**Estratti di dati su regioni etichettate:**
------------------------

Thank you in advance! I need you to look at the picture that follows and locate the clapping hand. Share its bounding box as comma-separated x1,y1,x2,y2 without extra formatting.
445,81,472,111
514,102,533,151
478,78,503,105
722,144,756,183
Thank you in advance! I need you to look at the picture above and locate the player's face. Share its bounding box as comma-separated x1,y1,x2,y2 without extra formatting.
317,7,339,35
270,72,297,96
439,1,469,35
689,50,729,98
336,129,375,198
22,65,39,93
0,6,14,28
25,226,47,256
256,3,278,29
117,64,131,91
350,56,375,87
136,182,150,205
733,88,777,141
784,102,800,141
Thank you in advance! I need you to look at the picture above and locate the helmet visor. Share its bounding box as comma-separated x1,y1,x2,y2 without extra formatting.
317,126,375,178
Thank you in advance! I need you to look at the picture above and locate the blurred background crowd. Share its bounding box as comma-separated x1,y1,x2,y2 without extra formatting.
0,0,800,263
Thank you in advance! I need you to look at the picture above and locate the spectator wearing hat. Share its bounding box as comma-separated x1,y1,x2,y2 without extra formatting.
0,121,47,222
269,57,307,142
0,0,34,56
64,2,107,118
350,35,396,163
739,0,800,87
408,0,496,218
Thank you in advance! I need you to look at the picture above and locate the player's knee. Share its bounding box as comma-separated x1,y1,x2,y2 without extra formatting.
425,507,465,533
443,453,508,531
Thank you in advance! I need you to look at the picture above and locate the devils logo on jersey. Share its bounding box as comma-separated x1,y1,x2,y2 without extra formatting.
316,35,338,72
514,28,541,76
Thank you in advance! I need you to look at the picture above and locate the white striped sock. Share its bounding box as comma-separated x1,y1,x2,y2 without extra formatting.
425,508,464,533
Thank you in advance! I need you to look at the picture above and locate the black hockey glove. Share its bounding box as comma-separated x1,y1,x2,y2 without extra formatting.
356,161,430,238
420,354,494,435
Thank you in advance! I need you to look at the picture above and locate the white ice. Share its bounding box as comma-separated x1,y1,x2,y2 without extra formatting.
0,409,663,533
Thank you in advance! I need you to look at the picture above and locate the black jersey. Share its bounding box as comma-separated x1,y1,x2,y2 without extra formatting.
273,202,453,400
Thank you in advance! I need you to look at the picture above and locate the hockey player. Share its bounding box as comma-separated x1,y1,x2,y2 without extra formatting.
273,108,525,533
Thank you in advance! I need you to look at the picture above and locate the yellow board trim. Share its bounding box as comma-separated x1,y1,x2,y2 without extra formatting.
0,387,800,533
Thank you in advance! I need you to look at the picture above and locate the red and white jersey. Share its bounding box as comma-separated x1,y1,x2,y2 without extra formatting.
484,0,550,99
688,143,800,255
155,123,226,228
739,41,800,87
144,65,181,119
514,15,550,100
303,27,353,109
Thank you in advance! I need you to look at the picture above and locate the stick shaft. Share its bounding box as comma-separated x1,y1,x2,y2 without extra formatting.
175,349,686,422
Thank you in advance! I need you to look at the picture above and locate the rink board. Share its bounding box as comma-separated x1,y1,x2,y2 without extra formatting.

------------------------

Puoi trascrivere come elenco numerato le righe che vanno da quella contenente "the white ice." a quella contenente "273,202,453,400", entrambe incluse, tralasciando le righe vuote?

1. Thank you in advance! I need you to look at the picture above and locate the white ice. Share its bounding box as comma-separated x1,y1,x2,y2 without extra formatting.
2. 0,409,663,533
3. Thank you in advance! I need you to look at the picture above and locate the black jersey. Share its bounding box as comma-separated x1,y1,x2,y2 without extra formatting.
4. 273,202,453,400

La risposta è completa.